**Task directions:**
Nothing in the records may be altered, so transcribe them exactly.

**Collected data:**
☆ ☆ ☆ ☆ ☆

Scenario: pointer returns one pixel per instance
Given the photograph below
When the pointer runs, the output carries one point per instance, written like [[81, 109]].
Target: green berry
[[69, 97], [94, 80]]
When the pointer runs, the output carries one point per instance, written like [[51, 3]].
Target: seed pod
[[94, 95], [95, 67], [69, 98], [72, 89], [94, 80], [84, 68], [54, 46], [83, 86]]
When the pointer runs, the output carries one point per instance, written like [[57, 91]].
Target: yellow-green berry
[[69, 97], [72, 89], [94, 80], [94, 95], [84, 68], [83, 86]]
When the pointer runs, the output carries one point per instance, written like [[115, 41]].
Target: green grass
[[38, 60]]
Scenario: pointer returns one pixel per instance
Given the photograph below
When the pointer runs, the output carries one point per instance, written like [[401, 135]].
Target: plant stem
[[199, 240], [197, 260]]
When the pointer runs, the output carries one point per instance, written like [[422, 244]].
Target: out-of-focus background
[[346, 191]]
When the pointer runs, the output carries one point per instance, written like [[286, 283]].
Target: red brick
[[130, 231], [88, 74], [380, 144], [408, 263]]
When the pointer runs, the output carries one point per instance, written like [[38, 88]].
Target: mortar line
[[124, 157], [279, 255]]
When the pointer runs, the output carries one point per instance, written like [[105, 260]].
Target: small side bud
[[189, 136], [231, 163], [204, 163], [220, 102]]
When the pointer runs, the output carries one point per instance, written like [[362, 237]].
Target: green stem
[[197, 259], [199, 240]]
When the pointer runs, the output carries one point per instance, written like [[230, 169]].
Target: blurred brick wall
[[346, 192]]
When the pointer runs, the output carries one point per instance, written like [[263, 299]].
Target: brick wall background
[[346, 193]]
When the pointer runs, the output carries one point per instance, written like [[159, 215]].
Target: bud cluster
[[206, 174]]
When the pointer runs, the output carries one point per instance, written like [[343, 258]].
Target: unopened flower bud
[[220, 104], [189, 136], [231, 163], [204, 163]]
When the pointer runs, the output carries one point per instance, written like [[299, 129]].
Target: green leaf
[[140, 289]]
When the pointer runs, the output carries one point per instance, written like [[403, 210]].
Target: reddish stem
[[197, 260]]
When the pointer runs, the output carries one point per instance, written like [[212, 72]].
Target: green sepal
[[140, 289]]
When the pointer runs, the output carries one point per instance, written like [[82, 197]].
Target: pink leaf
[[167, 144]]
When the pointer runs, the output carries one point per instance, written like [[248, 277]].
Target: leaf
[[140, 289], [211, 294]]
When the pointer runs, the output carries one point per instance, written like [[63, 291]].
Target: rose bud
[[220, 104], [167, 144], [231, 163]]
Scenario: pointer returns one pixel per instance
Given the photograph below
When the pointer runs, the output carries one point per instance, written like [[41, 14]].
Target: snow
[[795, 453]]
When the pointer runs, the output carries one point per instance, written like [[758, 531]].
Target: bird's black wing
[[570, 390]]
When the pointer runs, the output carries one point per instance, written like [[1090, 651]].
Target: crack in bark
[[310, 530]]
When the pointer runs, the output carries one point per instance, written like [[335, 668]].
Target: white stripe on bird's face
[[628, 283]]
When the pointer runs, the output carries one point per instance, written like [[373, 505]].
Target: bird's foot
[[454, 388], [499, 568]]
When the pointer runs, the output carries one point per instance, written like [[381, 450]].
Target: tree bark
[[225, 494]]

☆ ☆ ☆ ☆ ☆

**Response to the exercise:**
Scenario: pointer returns one pixel per instance
Given the photograph below
When the pointer runs, the output carries one point per instance, written like [[81, 109]].
Target: green berry
[[69, 97], [94, 80]]
When the pointer runs, the output carries one point per instance, written like [[51, 3]].
Target: seed pod
[[94, 95], [95, 67], [69, 98], [72, 89], [94, 80], [84, 68], [54, 46], [83, 86]]
When the pointer runs, the output carries one point per instance, written like [[57, 91]].
Target: yellow-green berry
[[69, 97], [72, 89], [94, 80], [94, 95], [84, 68], [83, 86]]
When the pointer runs, the output carries one point per instance, written like [[115, 41]].
Target: green grass
[[38, 60]]
Scenario: pointer returns one pixel per instance
Given the photograph below
When the pointer runs, the output carries one point per instance, written like [[401, 135]].
Target: plant stem
[[199, 240], [197, 260]]
When the pointer runs, the output carries one point per instance, written like [[422, 244]].
Target: out-of-focus background
[[346, 191]]
When the pointer runs, the output carries one point per instance, written like [[286, 283]].
Target: red brick
[[130, 231], [88, 74], [380, 144], [408, 263]]
When the pointer runs, the output carries one point per instance, written like [[38, 88]].
Target: mortar line
[[124, 157], [279, 255]]
When the pointer runs, the output carries one point per instance, written like [[105, 260]].
Target: small side bud
[[189, 136], [231, 163], [204, 163], [220, 102]]
When the pointer runs, the output carries one point per instance, written like [[362, 237]].
Target: green stem
[[197, 259], [199, 240]]
When the pointer runs, the output carries one point per instance, written like [[230, 169]].
Target: blurred brick wall
[[346, 192]]
When the pointer runs, the output carries one point per instance, written like [[263, 299]].
Target: brick wall background
[[346, 193]]
When the pointer runs, the output carries one point per instance, written like [[159, 215]].
Target: bud cluster
[[206, 174]]
When the pointer runs, the output carries one point per instance, written like [[343, 258]].
Target: unopened flower bud
[[220, 104], [189, 136], [231, 163], [204, 163]]
When the pointer runs, the output carries one point per instance, written like [[299, 129]].
Target: green leaf
[[140, 289]]
When the pointer runs, the output carries one point per instance, written like [[403, 210]].
Target: reddish stem
[[197, 260]]
When the pointer runs, the output carries one point per instance, written like [[212, 72]].
Target: green sepal
[[140, 289]]
When the pointer runs, the output carries one point per instance, written like [[82, 197]].
Target: pink leaf
[[167, 144]]
When the pointer runs, the output carries one point per instance, written like [[248, 277]].
Target: leaf
[[140, 289], [211, 294]]
When the pointer runs, the output carries one point per instance, written like [[63, 291]].
Target: rose bud
[[220, 104], [167, 144], [231, 163]]
Scenario: pointer returns one pixel per instance
Given the photograph below
When the pointer runs, the output carries one point per instance, written like [[41, 14]].
Target: snow
[[795, 453]]
When the pointer runs, the output carries one point per instance, written like [[758, 531]].
Target: bird's black wing
[[570, 390]]
When the pointer runs, the output carries one point per instance, written like [[1090, 651]].
Target: crack in bark
[[310, 530]]
When the pointer runs, the output carries one point per instance, written like [[335, 668]].
Target: white stripe on bird's face
[[628, 283]]
When the pointer runs, the output carries one point per instance, written like [[373, 505]].
Target: bird's foot
[[454, 388], [499, 568]]
When the pointer runs, the output carries one point per instance, written like [[381, 450]].
Target: tree bark
[[225, 494]]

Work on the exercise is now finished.